- [WHAT YOU WILL DO] Reproduce the portion of the listing that opens with the line containing "Target: maple tree canopy" and closes with the listing's last line, both included, without any change.

■ ■ ■

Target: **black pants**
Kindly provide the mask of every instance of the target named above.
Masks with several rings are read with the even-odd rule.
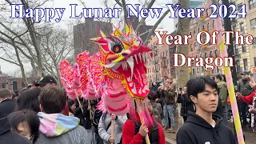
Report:
[[[184,122],[186,121],[186,119],[187,119],[187,116],[186,116],[186,116],[183,116]]]
[[[246,119],[246,110],[247,110],[247,103],[239,102],[239,114],[241,120],[242,121],[242,126],[246,126],[247,119]]]

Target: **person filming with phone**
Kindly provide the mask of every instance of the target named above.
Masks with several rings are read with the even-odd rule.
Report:
[[[182,88],[179,88],[177,102],[182,103],[181,115],[183,117],[184,122],[186,122],[188,112],[194,112],[193,102],[186,94],[186,86],[184,86],[183,90]]]

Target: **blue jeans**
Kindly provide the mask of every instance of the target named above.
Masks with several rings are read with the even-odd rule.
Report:
[[[169,126],[168,115],[170,119],[170,126],[174,127],[174,118],[173,114],[174,105],[164,105],[163,106],[163,116],[165,119],[165,126]]]

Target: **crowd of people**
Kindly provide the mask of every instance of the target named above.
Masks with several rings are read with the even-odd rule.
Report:
[[[254,132],[254,90],[256,83],[244,71],[237,98],[242,126],[251,122]],[[185,124],[177,132],[177,143],[235,144],[235,134],[227,126],[232,122],[228,95],[226,78],[221,74],[190,78],[178,90],[171,78],[163,85],[154,82],[145,99],[154,122],[148,127],[141,124],[138,113],[131,118],[129,114],[98,110],[100,98],[70,99],[56,80],[47,75],[19,94],[0,89],[0,143],[144,144],[148,135],[150,143],[164,144],[165,130],[177,132],[176,103],[181,103]],[[250,122],[246,114],[251,115]]]

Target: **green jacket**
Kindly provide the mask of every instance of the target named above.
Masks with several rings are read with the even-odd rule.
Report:
[[[222,106],[227,105],[228,90],[226,82],[219,82],[217,83],[218,96],[221,98]]]

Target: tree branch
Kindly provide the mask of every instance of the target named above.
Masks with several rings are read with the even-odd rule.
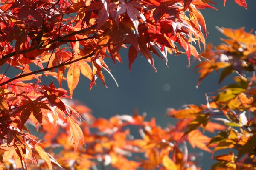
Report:
[[[49,67],[49,68],[44,68],[42,69],[38,70],[37,70],[35,71],[32,71],[30,73],[26,73],[26,74],[20,75],[15,77],[13,77],[12,79],[9,79],[9,80],[6,81],[5,82],[2,82],[2,83],[0,83],[0,87],[2,86],[2,85],[3,85],[9,82],[11,82],[13,80],[20,79],[22,77],[25,77],[26,76],[29,76],[30,75],[32,75],[32,74],[36,74],[37,73],[40,73],[41,72],[44,72],[44,71],[47,71],[49,70],[52,70],[52,69],[53,69],[55,68],[58,68],[59,67],[61,67],[64,66],[64,65],[68,65],[69,64],[70,64],[73,63],[74,62],[76,62],[77,61],[81,60],[82,60],[87,59],[87,58],[89,58],[89,57],[90,57],[93,56],[93,55],[94,55],[95,54],[95,51],[93,51],[92,53],[91,53],[91,54],[88,54],[88,55],[87,55],[86,56],[83,57],[81,58],[75,60],[74,60],[70,61],[67,62],[63,62],[61,64],[60,64],[59,65],[55,65],[55,66],[52,66],[52,67]]]
[[[61,41],[63,40],[64,39],[65,39],[67,38],[69,38],[74,35],[84,33],[85,32],[89,30],[90,29],[92,29],[93,28],[96,28],[96,26],[90,26],[90,27],[87,28],[86,28],[82,29],[81,30],[78,31],[77,31],[73,32],[69,34],[65,35],[63,37],[57,38],[56,39],[54,39],[54,40],[50,41],[48,43],[48,45],[53,44],[54,43],[55,43],[55,42],[61,42]],[[79,41],[79,40],[77,40],[77,41]],[[26,49],[25,50],[20,50],[20,51],[19,51],[19,52],[17,54],[16,54],[16,51],[15,50],[15,51],[14,51],[14,52],[13,52],[12,53],[9,53],[8,54],[6,54],[6,55],[5,55],[3,56],[3,57],[1,59],[1,60],[4,60],[7,59],[7,58],[9,58],[12,56],[14,56],[16,55],[16,54],[24,54],[26,53],[32,51],[33,50],[40,49],[42,47],[42,46],[43,46],[43,43],[41,43],[41,45],[39,46],[39,47],[38,47],[38,46],[33,47],[32,47],[30,48]]]

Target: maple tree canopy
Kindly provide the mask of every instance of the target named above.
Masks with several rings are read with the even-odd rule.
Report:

■ ■ ■

- [FULL RESPONSE]
Target: maple tree canopy
Kindly provide the mask of every instance of the target named above.
Masks with several rings are read with the even-odd rule.
Report:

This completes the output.